TEKS SUMBER:
Selain berserikat, kekuatan suara juga berdampak besar secara politik bila bersifat ilmiah. Seperti pernyataan Francis Bacon "Knowledge is Poswer", maka riset adalah landasan dasar untuk menyusun kekuasaan. Legitimasi politik atau hukum datang dari hasil kerja ilmu pengetahuan. Inilah alasan China gencar melakukan riset, mengumpulkan arsip dan bukti sejarah sebagai landasan klaimnya atas LCS. Apakah kita hanya tinggal diam?
Oleh sebab itu, kita harus mendorong kampus, para akademisi, peneliti, sejarawan, hingga ilmuwan lingkungan agar menyusun gerakan "riset untuk pertahanan dan kedaulatan maritime Indonesia". Hasil-hasil kerja akademis itu dapat berubah menjadi barikade-barikade kuat, menghalau arus keruh dari utara yang menerjang kedaulatan maritime Indonesia.

PETUNJUK TUGAS: Salin tanpa perubahan bagian teks sumber di atas yang dimulai dari "Selain berserikat, kekuatan" dan berlanjut hingga "kedaulatan maritime Indonesia.".

BARIS DATA:
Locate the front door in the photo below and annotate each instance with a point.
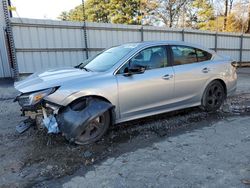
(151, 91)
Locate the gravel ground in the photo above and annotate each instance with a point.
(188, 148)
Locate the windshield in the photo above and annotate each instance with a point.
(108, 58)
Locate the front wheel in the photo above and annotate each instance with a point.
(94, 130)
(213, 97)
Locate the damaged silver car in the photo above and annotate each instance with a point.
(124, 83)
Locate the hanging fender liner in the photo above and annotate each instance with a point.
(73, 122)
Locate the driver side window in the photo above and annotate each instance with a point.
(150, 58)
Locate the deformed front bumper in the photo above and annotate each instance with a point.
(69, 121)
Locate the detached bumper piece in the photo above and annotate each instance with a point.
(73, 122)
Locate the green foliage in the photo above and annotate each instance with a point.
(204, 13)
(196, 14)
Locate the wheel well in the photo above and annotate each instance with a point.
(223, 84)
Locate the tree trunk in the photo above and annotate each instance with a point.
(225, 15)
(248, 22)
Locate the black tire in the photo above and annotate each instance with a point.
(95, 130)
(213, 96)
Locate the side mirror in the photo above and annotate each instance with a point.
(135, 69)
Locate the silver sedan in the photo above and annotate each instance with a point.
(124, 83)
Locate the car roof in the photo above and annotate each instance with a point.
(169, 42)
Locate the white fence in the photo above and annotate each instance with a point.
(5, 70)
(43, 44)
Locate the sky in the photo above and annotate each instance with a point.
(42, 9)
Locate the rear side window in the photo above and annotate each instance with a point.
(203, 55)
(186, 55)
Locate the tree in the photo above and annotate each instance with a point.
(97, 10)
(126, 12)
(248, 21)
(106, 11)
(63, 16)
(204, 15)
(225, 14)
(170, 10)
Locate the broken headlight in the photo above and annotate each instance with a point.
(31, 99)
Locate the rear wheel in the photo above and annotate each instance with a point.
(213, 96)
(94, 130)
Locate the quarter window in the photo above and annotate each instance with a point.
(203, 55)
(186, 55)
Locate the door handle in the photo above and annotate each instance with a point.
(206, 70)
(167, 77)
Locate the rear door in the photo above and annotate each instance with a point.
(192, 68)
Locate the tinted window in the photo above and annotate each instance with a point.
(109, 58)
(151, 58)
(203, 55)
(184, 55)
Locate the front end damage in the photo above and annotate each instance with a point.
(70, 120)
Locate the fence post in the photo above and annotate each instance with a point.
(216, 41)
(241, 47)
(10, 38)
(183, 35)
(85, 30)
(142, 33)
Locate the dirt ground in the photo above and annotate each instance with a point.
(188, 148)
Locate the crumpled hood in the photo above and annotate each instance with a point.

HASIL BERIKUT:
Selain berserikat, kekuatan suara juga berdampak besar secara politik bila bersifat ilmiah. Seperti pernyataan Francis Bacon "Knowledge is Poswer", maka riset adalah landasan dasar untuk menyusun kekuasaan. Legitimasi politik atau hukum datang dari hasil kerja ilmu pengetahuan. Inilah alasan China gencar melakukan riset, mengumpulkan arsip dan bukti sejarah sebagai landasan klaimnya atas LCS. Apakah kita hanya tinggal diam?
Oleh sebab itu, kita harus mendorong kampus, para akademisi, peneliti, sejarawan, hingga ilmuwan lingkungan agar menyusun gerakan "riset untuk pertahanan dan kedaulatan maritime Indonesia". Hasil-hasil kerja akademis itu dapat berubah menjadi barikade-barikade kuat, menghalau arus keruh dari utara yang menerjang kedaulatan maritime Indonesia.